## Zitierter Text
Aber genug von mir erstmal, schauen wir zu David Serrer an Brett 8. Dort wurde folgende Stellung Remis gegeben:

David Serrer – Torsten Limbach
Stellung nach 17.h3(=) von Weiß

Ja, Weiß hat einen Bauern mehr, aber die schwarzen Läufer sind nicht zu verachten. Und Schwarz greift natürlich gleich den c4 an. Etwa so würde ich mir eine normale Fortsetzung vorstellen: 17…Lb7 18.Lc2 Tac8 19.Ld3 und Weiß ist immer noch etwas hinten dran mit der Entwicklung, weswegen Schwarz mit Kram wie …Tfe8 und …e5 bestimmt eine Menge Chaos stiften kann. Die Läufer schauen auch echt bebrohlich drein.

## Inhalt der Daten
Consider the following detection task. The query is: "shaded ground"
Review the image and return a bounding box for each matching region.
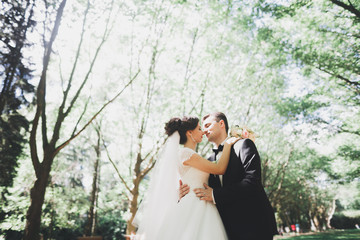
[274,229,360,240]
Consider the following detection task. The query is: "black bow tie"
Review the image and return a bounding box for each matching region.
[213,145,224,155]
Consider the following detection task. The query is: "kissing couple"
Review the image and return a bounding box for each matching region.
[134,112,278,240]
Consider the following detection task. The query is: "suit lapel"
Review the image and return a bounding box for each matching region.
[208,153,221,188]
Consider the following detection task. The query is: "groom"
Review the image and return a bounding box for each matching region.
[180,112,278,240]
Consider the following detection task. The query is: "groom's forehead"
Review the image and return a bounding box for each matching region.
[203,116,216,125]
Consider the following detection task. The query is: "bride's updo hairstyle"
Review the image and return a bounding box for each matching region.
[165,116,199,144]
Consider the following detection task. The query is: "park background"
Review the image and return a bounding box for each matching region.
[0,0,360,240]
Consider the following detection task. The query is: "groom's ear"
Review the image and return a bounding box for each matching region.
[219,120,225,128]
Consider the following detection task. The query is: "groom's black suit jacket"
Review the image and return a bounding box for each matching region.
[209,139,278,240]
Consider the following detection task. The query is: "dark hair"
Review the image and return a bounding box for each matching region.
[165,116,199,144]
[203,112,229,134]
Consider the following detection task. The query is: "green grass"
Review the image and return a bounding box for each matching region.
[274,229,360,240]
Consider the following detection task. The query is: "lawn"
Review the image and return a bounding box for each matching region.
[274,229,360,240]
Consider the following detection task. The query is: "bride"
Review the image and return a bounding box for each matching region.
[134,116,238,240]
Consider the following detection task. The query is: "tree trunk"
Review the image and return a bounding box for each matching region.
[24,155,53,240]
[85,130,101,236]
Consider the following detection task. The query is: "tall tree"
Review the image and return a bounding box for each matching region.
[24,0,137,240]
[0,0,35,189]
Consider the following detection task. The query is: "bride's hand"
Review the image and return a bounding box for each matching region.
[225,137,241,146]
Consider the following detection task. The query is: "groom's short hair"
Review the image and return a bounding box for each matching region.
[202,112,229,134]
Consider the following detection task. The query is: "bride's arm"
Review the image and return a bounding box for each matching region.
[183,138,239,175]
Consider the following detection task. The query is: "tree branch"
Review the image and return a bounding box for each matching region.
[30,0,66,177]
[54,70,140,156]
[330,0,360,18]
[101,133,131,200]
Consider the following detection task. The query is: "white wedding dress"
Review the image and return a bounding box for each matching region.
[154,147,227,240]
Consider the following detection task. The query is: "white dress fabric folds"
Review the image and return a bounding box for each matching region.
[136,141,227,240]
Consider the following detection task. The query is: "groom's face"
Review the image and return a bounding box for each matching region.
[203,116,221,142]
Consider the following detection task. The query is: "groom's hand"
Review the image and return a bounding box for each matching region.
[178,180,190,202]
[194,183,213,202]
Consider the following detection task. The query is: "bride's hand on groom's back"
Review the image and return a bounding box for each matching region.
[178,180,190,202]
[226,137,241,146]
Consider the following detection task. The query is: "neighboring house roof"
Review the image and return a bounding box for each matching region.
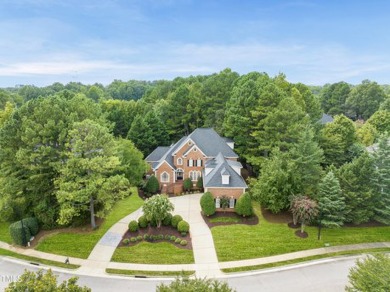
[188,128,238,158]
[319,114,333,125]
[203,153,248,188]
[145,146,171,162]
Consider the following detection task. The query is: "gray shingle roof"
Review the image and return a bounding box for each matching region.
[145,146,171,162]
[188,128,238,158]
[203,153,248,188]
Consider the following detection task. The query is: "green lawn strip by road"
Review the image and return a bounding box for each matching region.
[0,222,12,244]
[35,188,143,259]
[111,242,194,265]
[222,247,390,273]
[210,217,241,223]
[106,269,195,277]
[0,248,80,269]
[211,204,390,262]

---

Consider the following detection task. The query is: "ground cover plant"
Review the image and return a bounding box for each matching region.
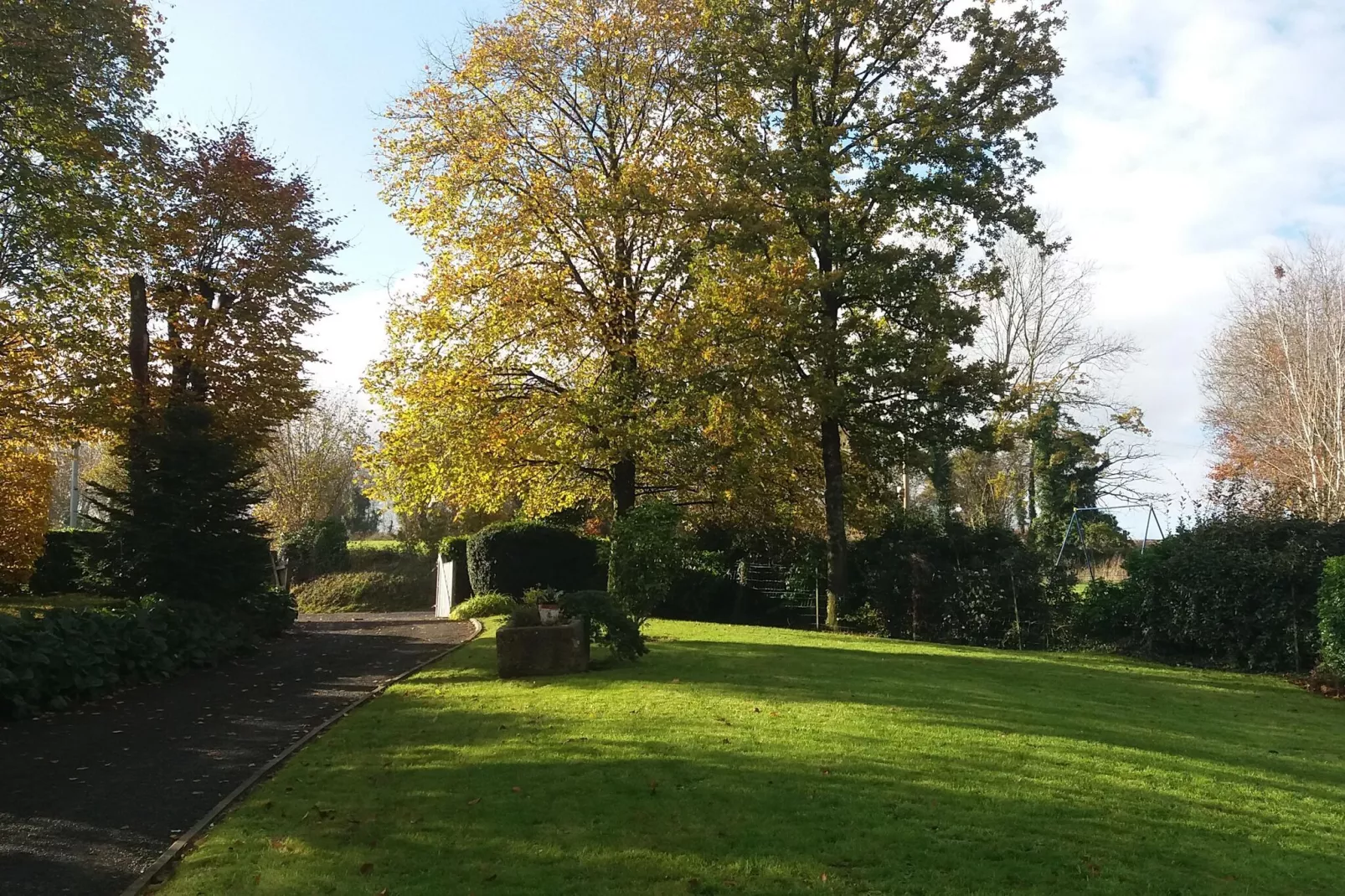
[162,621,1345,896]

## Anweisungen
1 - Übersetze den folgenden Satz aus dem zitierten Text ins Englische: „Ja, Weiß hat einen Bauern mehr, aber die schwarzen Läufer sind nicht zu verachten.“
2 - Gib aus dem zitierten Text den Abschnitt wörtlich wieder, der mit "Ja, Weiß hat" beginnt und mit "echt bebrohlich drein." endet.
3 - Beantworte diese Fragen zum zitierten Text:
(a) An welchem Brett spielt David Serrer?
(b) Nach welchem Zug von Weiß wurde die Stellung Remis gegeben?
(c) Welchen Bauern greift Schwarz laut dem Text gleich an?

## Ergebnisse
1 - Yes, White is a pawn up, but Black's bishops are not to be underestimated.

2 -
Ja, Weiß hat einen Bauern mehr, aber die schwarzen Läufer sind nicht zu verachten. Und Schwarz greift natürlich gleich den c4 an. Etwa so würde ich mir eine normale Fortsetzung vorstellen: 17…Lb7 18.Lc2 Tac8 19.Ld3 und Weiß ist immer noch etwas hinten dran mit der Entwicklung, weswegen Schwarz mit Kram wie …Tfe8 und …e5 bestimmt eine Menge Chaos stiften kann. Die Läufer schauen auch echt bebrohlich drein.

3 -
(a) An Brett 8.
(b) Nach 17.h3.
(c) Den Bauern auf c4.